(Items listed in a dataset)

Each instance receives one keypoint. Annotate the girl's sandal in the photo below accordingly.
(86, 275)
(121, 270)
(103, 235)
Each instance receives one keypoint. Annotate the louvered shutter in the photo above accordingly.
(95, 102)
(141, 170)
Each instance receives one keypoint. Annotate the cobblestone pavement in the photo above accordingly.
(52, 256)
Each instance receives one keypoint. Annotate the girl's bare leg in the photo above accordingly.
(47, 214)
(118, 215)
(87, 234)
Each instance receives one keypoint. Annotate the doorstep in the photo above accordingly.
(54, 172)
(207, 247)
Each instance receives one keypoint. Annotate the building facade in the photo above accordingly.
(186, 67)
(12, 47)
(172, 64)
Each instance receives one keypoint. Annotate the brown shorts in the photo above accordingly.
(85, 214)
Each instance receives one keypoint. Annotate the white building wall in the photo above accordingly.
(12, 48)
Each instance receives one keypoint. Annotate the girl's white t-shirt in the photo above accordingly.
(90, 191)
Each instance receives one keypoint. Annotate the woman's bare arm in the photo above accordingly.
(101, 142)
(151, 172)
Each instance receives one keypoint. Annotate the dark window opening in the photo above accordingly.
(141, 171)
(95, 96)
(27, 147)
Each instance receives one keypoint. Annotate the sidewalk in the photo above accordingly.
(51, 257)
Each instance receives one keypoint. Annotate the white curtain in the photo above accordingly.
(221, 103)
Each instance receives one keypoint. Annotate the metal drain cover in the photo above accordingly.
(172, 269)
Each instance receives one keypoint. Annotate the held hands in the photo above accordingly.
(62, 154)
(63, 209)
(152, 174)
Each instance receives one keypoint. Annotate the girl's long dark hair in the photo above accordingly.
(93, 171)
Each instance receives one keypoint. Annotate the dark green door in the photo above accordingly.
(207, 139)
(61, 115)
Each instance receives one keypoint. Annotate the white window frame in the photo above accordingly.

Exercise objective → Every entry above needs to be duplicated exactly.

Answer to this problem →
Each instance receives one keypoint. Annotate the girl's sandal in the photo below accordingly.
(86, 275)
(121, 270)
(103, 235)
Each instance receives one keypoint. Annotate the louvered shutter in the photo above accordingly.
(95, 102)
(141, 170)
Each instance receives one keypoint. Annotate the cobblestone pavement in the photo above accordingly.
(52, 256)
Each instance receives one keypoint. Annotate the girl's bare leg in the photo above accordingly.
(47, 214)
(118, 215)
(87, 234)
Each instance receives one keypoint. Annotate the doorstep in the photo above accordingly.
(54, 172)
(207, 247)
Each instance receives one keypoint. Annotate the building facade in the photo above accordingly.
(186, 67)
(12, 47)
(172, 64)
Each instance receives one keypoint. Annotate the brown shorts in the photo above accordingly.
(85, 214)
Each instance receives one keypoint. Annotate the white building wall in the photo above accordingly.
(12, 48)
Each instance receives one keypoint. Annotate the girl's white t-shirt in the photo above accordingly.
(90, 191)
Each instance receives one keypoint. Annotate the woman's bare arm in the photo above accordingly.
(101, 142)
(151, 172)
Each instance receives one keypoint. Annotate the dark window opening in the photo above accordingly.
(141, 171)
(95, 96)
(27, 147)
Each instance receives one keypoint. Annotate the sidewalk in the photo above accordingly.
(51, 257)
Each instance receives one keypoint. Annotate the white curtain in the photo above accordingly.
(221, 103)
Each instance receives one keypoint. Annotate the metal drain cover in the photo above accordingly.
(172, 269)
Each instance receives one keypoint. Annotate the held hands in the photo above accordingly.
(62, 154)
(63, 209)
(152, 174)
Each instance receives one keypoint. Annotate the girl's long dark hair in the photo above accordingly.
(93, 171)
Each instance receives one keypoint. Annotate the dark green door in the photo above accordingly.
(207, 139)
(61, 115)
Each instance receives one keypoint. Annotate the white window frame in the photo above accordingly.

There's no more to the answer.